▶ [Document]
-- Begin --
Kids who grew up in the 50's were certainly taught a rosy view of our
past. Into the 1960's that was still true. Then came the counter-
culture, exploring all sorts of things that were seen anything in
opposition to the stultifyingly dull, the insipid Leave It To Beaver
type of life. The bloom came off the rose and we then discovered the
downside of past hero type folks. Rather than having the maturity to
say, "whoa, these guys weren't all perfect, but they had some good in
them", that they were imperfect but did good things, we did the bi-
polar thing and consigned them to the trash heap. Was that idealism?
Perhaps. It certainly was unfortunate. We have a tendency to want to
worship the perfect and if it's slightly tarnished, it is totally
tarnished. After all, we invented the one-drop rule. Didn't matter if
you had 17 ancestors who were white, if you had one who was black,
you were classified as black. The caste system that we see as somehow
ludicrous, pathetic and totally unjust that pervaded India when we
were taught about it was never seen as part of our own past that
continues to this day. Now we look for the garbage, using that to
justify a corrosive cynicism and expect less than nothing from
anyone. That's a black hole for which some of us have passed beyond
the event horizon. Too bad for them.
Recognizing that it's an imperfect world doesn't mean we can't
participate in it. We must participate in it to make it a better
world. Extremism on both ends of the political spectrum is matter and
anti-matter and will cause destruction. Eggs get broken to make
omelets. Blood and sacrifice are part of the continual fight for
freedom. We have so much freedom in this country of ours that we
confuse freedom with anarchy.
Our discourse over the past year, had we been in China, Cuba,
Myanmar, Saudi Arabia or you pick the locale, would have ended with
us in detention for re-education or worse. That fact that we can
engage in these sometimes inane cannonades is because we have all
benefitted from sacrifices that our ancestors made. As for the dull
folks in the 1950's, most of them had been in WWII and had seen all
the action they could ever want and were quite happy, after having
sown wild oats and dragons teeth, to never have to face that again.
-- End --
▶ [Written problem A] Reproduce the passage of the essay on freedom and the past starting with "Our discourse over" and going on through "face that again.".
▶ [Written problem B] List every country the essay on freedom and the past mentions by name.
▶ [Written problem C] Resume the essay on freedom and the past after its final sentence.

[Dataset records]
-- Begin --
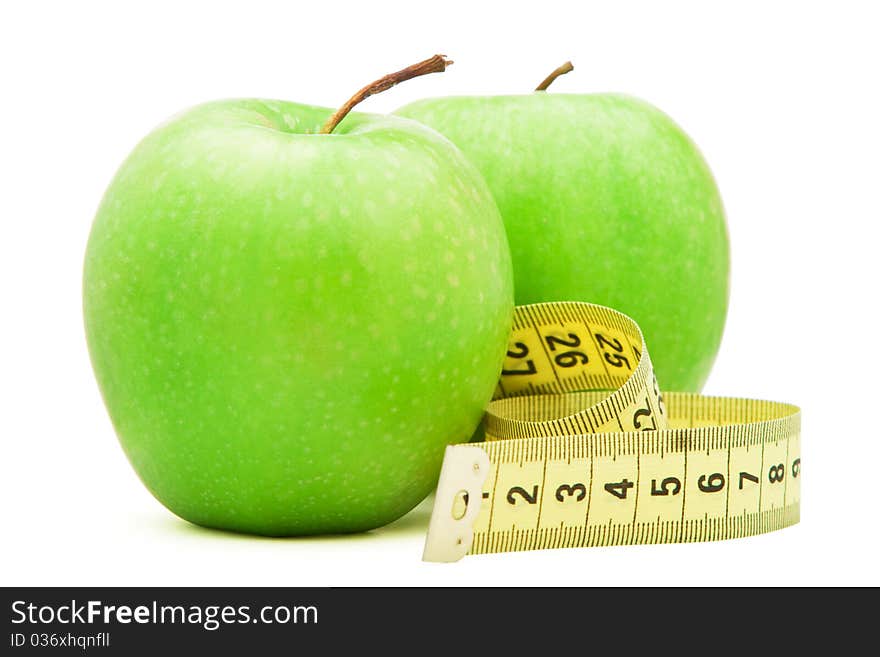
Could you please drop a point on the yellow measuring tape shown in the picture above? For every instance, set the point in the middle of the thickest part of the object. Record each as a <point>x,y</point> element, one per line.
<point>567,465</point>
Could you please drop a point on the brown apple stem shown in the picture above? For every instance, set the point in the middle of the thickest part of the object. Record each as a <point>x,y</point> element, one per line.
<point>435,64</point>
<point>562,70</point>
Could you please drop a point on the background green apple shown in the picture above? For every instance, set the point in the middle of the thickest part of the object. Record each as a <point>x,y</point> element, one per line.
<point>605,200</point>
<point>288,327</point>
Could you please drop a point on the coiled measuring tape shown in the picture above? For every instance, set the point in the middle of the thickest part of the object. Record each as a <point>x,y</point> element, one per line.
<point>565,464</point>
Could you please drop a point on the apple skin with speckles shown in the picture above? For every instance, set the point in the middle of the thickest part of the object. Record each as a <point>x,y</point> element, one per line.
<point>605,200</point>
<point>286,327</point>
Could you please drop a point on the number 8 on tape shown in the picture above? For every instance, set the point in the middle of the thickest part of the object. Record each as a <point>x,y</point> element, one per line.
<point>583,450</point>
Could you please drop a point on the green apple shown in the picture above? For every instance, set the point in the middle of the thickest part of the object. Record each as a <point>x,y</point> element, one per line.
<point>287,327</point>
<point>605,200</point>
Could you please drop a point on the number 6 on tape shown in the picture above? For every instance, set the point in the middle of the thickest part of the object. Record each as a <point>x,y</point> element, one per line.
<point>582,449</point>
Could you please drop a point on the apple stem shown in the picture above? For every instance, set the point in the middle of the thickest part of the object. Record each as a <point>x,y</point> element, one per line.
<point>561,70</point>
<point>435,64</point>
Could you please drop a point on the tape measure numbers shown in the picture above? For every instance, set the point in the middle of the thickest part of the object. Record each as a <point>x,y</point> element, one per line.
<point>582,449</point>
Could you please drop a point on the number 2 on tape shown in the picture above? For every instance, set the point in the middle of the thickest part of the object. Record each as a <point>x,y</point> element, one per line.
<point>582,449</point>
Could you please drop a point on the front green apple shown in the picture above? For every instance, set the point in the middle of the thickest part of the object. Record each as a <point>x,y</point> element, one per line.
<point>605,200</point>
<point>288,327</point>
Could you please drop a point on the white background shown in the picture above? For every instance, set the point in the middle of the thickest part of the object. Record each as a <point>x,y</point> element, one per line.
<point>781,97</point>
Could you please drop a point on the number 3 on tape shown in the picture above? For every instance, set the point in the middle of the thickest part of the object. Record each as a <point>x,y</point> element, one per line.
<point>568,464</point>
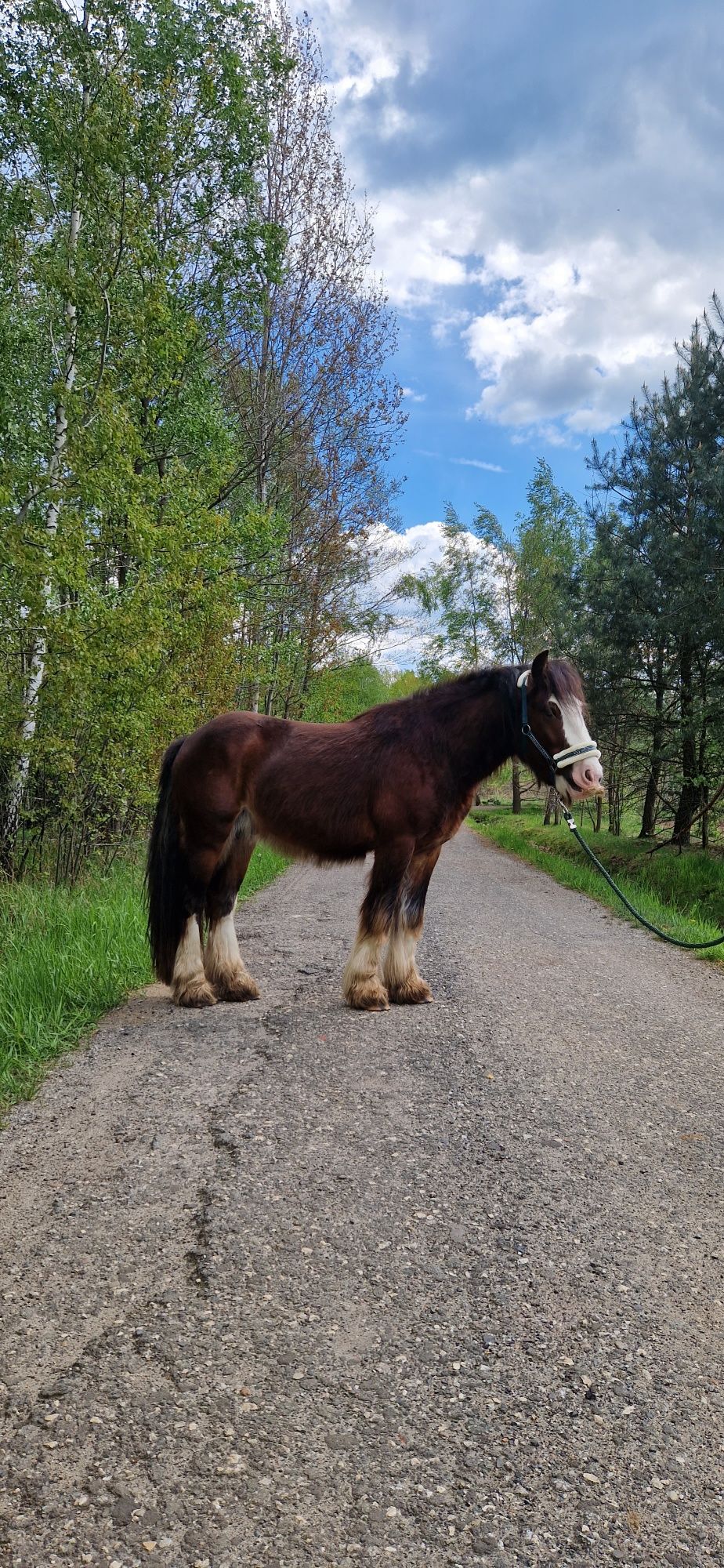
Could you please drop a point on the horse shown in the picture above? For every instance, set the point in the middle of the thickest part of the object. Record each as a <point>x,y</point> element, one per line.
<point>397,782</point>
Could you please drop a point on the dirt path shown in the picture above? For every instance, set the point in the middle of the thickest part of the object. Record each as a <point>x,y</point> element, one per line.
<point>292,1287</point>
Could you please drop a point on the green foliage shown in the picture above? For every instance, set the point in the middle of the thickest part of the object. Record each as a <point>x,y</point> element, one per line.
<point>68,956</point>
<point>148,579</point>
<point>654,592</point>
<point>344,692</point>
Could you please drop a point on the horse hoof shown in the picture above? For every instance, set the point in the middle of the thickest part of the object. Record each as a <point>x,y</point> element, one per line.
<point>195,993</point>
<point>237,990</point>
<point>369,1000</point>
-- End --
▶ [Written reply A]
Our discourse over the past year, had we been in China, Cuba,
Myanmar, Saudi Arabia or you pick the locale, would have ended with
us in detention for re-education or worse. That fact that we can
engage in these sometimes inane cannonades is because we have all
benefitted from sacrifices that our ancestors made. As for the dull
folks in the 1950's, most of them had been in WWII and had seen all
the action they could ever want and were quite happy, after having
sown wild oats and dragons teeth, to never have to face that again.

▶ [Written reply B] India, China, Cuba, Myanmar, Saudi Arabia

▶ [Written reply C]
We did not learn those lessons and thought them limited in their
outlook. They'd seen the elephant so we didn't have to see it.
But, external events loomed, as they always do and we have had to
learn all over again how to be men and women. We can but try.
Lyle Browning
On May 24, 2007, at 12:21 AM, Paul Heinegg wrote:
> The history taught at U.S. universities must have changed
> drastically since I attended school in the 1960s. I was never
> taught this "PC" history. For instance, it was rarely if ever
> mentioned that many of our great and glorious leaders were
> slaveowners--that they held other human beings as their property,
> like farm animals. (If we had not been slaveowners ourselves, how
> would our history books have described this uncivilzed behavior in
> other societies?)
>
> Our history never spoke of Columbus's genocide, never questioned
> later U.S. interference in South America, Woodrow Wilson's racism,
> or anything remotely negative about the U.S. As I stated in a
> previous post, my senior class could not think of any immoral act
> which the U.S. had committed in its entire history. What mistakes
> were we supposed to learn from?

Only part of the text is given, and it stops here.